Directions for this task:
Retype the records below exactly. Leave nothing out.
==========
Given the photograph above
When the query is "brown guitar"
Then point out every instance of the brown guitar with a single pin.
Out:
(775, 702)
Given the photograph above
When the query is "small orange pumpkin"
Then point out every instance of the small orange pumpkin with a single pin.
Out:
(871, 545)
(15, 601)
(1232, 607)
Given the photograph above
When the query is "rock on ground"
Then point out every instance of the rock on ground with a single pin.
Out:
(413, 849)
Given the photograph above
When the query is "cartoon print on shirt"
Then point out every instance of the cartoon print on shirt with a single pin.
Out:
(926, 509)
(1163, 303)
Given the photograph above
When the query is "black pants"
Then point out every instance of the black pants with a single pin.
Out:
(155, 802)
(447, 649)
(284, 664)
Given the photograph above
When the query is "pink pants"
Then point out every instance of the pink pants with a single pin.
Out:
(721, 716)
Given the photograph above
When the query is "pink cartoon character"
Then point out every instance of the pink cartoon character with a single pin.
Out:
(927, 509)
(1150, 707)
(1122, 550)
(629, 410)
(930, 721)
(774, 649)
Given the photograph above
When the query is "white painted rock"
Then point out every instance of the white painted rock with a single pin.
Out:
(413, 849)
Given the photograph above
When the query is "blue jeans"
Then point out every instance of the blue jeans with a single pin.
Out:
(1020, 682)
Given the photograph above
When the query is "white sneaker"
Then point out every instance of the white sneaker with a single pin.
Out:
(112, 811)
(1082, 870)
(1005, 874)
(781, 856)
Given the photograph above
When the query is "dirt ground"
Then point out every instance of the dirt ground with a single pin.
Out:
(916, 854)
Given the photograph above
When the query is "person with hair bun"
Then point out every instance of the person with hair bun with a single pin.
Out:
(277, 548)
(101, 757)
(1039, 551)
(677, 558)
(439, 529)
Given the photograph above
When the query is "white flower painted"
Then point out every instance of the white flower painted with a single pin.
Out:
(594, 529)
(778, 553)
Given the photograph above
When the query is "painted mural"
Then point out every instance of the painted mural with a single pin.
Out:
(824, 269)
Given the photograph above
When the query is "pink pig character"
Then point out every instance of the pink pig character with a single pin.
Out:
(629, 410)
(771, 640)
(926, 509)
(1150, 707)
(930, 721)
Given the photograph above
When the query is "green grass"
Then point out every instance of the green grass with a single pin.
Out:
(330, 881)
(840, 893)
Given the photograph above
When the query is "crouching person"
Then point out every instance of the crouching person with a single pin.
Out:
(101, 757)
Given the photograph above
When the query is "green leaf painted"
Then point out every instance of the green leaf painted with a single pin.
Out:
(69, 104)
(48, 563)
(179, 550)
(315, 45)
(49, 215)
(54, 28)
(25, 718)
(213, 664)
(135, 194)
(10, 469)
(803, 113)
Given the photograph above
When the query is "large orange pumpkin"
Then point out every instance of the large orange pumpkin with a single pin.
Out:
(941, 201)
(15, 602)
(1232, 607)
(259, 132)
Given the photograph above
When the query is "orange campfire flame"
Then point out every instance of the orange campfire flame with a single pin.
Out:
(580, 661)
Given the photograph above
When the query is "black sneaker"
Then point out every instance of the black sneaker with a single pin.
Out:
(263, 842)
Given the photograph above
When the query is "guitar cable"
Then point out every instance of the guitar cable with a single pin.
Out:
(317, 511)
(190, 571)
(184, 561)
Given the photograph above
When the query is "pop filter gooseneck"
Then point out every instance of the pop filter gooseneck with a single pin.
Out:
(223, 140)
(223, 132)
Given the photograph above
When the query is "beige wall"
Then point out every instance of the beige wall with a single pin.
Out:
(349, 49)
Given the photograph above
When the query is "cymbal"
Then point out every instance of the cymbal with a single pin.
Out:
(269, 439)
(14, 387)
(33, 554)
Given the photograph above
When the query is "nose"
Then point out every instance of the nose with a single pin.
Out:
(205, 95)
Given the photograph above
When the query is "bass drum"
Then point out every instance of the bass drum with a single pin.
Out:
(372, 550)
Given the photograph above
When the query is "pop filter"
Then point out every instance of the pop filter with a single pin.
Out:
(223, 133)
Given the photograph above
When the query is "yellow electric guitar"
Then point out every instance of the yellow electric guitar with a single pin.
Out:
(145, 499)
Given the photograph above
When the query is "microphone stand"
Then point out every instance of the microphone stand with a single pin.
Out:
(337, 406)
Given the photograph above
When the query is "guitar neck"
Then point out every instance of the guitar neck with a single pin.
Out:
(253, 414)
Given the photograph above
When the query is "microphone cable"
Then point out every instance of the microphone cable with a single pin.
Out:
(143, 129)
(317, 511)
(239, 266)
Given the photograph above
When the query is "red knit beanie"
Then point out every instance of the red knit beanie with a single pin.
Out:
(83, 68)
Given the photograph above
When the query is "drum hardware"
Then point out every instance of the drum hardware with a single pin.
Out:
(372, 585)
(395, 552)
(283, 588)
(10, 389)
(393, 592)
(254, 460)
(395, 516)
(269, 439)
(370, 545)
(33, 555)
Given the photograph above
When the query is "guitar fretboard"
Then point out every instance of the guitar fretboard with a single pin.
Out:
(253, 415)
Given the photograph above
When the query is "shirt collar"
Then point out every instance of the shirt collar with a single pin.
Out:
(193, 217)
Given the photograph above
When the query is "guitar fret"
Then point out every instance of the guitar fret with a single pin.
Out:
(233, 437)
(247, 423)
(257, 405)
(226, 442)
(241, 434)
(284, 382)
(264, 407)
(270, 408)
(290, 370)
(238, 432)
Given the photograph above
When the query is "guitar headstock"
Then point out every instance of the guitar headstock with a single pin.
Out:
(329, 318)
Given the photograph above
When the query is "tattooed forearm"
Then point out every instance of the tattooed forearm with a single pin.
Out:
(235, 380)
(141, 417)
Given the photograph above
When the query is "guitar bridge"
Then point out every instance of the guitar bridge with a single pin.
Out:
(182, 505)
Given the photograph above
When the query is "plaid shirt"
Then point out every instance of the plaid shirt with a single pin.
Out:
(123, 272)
==========
Solution:
Given the photograph above
When the query is "brown guitar"
Then point out every instance of the brown guitar with a single pin.
Out:
(775, 702)
Given the photograph above
When the query is "small orange pumpkin"
Then point out every instance of the small orange pumpkin with a single pin.
Out:
(871, 545)
(15, 601)
(1232, 607)
Given the photograph above
When the query is "rock on ground"
Then point out every instance of the rock on ground with a single pin.
Out:
(413, 849)
Given the photograph above
When the query is "cartoon print on shirt"
Then point out every instance of the cartoon print on shirt with a single pin.
Out:
(926, 509)
(1163, 303)
Given the photograph above
When the query is "black pants"
Then point out every instance of the black pants with a single pin.
Out:
(155, 802)
(447, 649)
(284, 664)
Given the photograph above
When the query is "pink pants"
Then point out every instance of the pink pants with a single pin.
Out:
(721, 716)
Given the photograph above
When the query is "pink cartoon character"
Then point out every instance of the pink cartoon character with a single pin.
Out:
(927, 509)
(1150, 707)
(1122, 550)
(629, 410)
(930, 721)
(774, 649)
Given the photograph above
When the query is "white painted rock"
Then point out every instance of the white painted rock with a single pin.
Out:
(413, 849)
Given the photograph above
When the query is "blue jeans"
Then point out every instance of the blue jeans with a single pin.
Out:
(1020, 682)
Given the photograph above
When the query is "white sneaker"
Then point out every instance of the white sneaker with a single pin.
Out:
(112, 811)
(1082, 870)
(1005, 874)
(781, 856)
Given the photograph above
When the query is "dirt ground"
Then point out every instance of the dirt ground with a single pin.
Out:
(916, 854)
Given the photograph above
When the query is "person with hair bun"
Then point out every instance of the person with hair bun with a single pin.
Out:
(277, 548)
(101, 757)
(1039, 551)
(677, 558)
(439, 529)
Given the photograph above
When the query is "white flower painted"
Then point out every instance of the white flower painted with a single pin.
Out:
(594, 529)
(778, 553)
Given the photograph above
When the query is "painted mural"
Then point out every instance of the painted mural with a single pin.
Out:
(824, 269)
Given the photograph above
When the query is "pink pig character"
Then point out every instance of the pink pig character with a single pin.
Out:
(629, 410)
(771, 640)
(926, 509)
(1150, 707)
(930, 721)
Given the photograph above
When the query is "green grass"
Then point out every instance of the green grass with a single pin.
Out:
(330, 881)
(840, 893)
Given the photograph above
When the query is "crouching person"
Then point out every instance of the crouching person with a single pin.
Out:
(101, 757)
Given the photograph above
When the query is "green leaf painted"
Then point out every instance of the green leaf painted with a single pin.
Out:
(69, 104)
(48, 563)
(179, 550)
(315, 45)
(49, 215)
(54, 28)
(25, 718)
(213, 664)
(135, 194)
(10, 469)
(803, 113)
Given the photograph above
When the query is "large orange pumpkin"
Then point out every instance of the large orange pumpkin with a single pin.
Out:
(941, 201)
(15, 602)
(1232, 607)
(259, 132)
Given the photograph above
When the query is "orange campfire flame"
Then point out every instance of the orange campfire flame with a single pin.
Out:
(580, 661)
Given the photograph above
When the query is "black sneaker"
Then point out every instance of the black sneaker with a single pin.
Out:
(263, 842)
Given the photograph above
When the query is "guitar cable"
Then point out every instance of the guitar cable with a single pin.
Out:
(317, 511)
(190, 571)
(184, 561)
Given the photograph above
When the query is "pop filter gooseneck"
Then point out every instance of the pop filter gooseneck with a single pin.
Out:
(223, 140)
(223, 132)
Given the photograph above
When the query is "beige wall"
Then point out every instance of the beige wall with a single pin.
Out:
(349, 49)
Given the photograph above
When the query is "cymbal"
Then point out every instance of the cymbal with a single pin.
Out:
(269, 439)
(14, 387)
(33, 554)
Given the photograph above
When the query is "nose"
Then point out every instance of the nose with a single pin.
Out:
(205, 95)
Given the photograph above
When the query is "bass drum"
Then point out every instance of the bass drum with a single pin.
Out:
(372, 550)
Given the photograph above
When the query is "pop filter"
Then point out every instance of the pop filter with a single pin.
Out:
(223, 133)
Given the photograph above
When the query is "yellow electric guitar"
Then point out every instance of the yellow electric guitar with a single pin.
Out:
(145, 499)
Given the photograph above
When the query is "microphone stand"
Then point out every instance of the microphone stand with a single pin.
Out:
(337, 406)
Given the photograph above
When the query is "guitar neck"
Then point out every instance of the guitar neck with a single pin.
Out:
(253, 414)
Given the photograph above
When the query is "microphone cable"
Then point out every instance of the microphone cable with a single pin.
Out:
(143, 129)
(317, 511)
(239, 266)
Given the photograph above
When the query is "red knit beanie"
Then point out every instance of the red knit beanie with a single pin.
Out:
(83, 68)
Given the photograph above
When the query is "drum hardware"
Then point out every instance of the drum hardware with a single pin.
Out:
(372, 585)
(395, 552)
(283, 588)
(10, 389)
(393, 592)
(254, 460)
(395, 516)
(269, 439)
(370, 545)
(33, 555)
Given the photograph above
When the query is "guitar fretboard"
Then point out every instance of the guitar fretboard with a single pin.
Out:
(253, 415)
Given the photograph above
When the query is "shirt collar"
Then point out every instance of the shirt collar with a single pin.
Out:
(193, 217)
Given the photograph above
When the query is "guitar fret"
Then point out every instance of the guitar fret with a single pin.
Out:
(233, 437)
(247, 423)
(257, 405)
(226, 442)
(241, 434)
(284, 382)
(264, 407)
(270, 408)
(290, 370)
(238, 432)
Given the photograph above
When the query is "guitar headstock"
Then point out every instance of the guitar headstock with a single pin.
Out:
(329, 318)
Given the photograph above
When the query is "tattooed forearm"
Then point out every instance of the tattooed forearm with a single pin.
Out:
(235, 380)
(141, 417)
Given the photograph above
When the query is "guitar bridge"
Then point out every instance of the guitar bridge with a single pin.
Out:
(182, 505)
Given the photograph above
When the query is "plaid shirt"
Then point out every instance of the plaid shirt with a single pin.
Out:
(123, 272)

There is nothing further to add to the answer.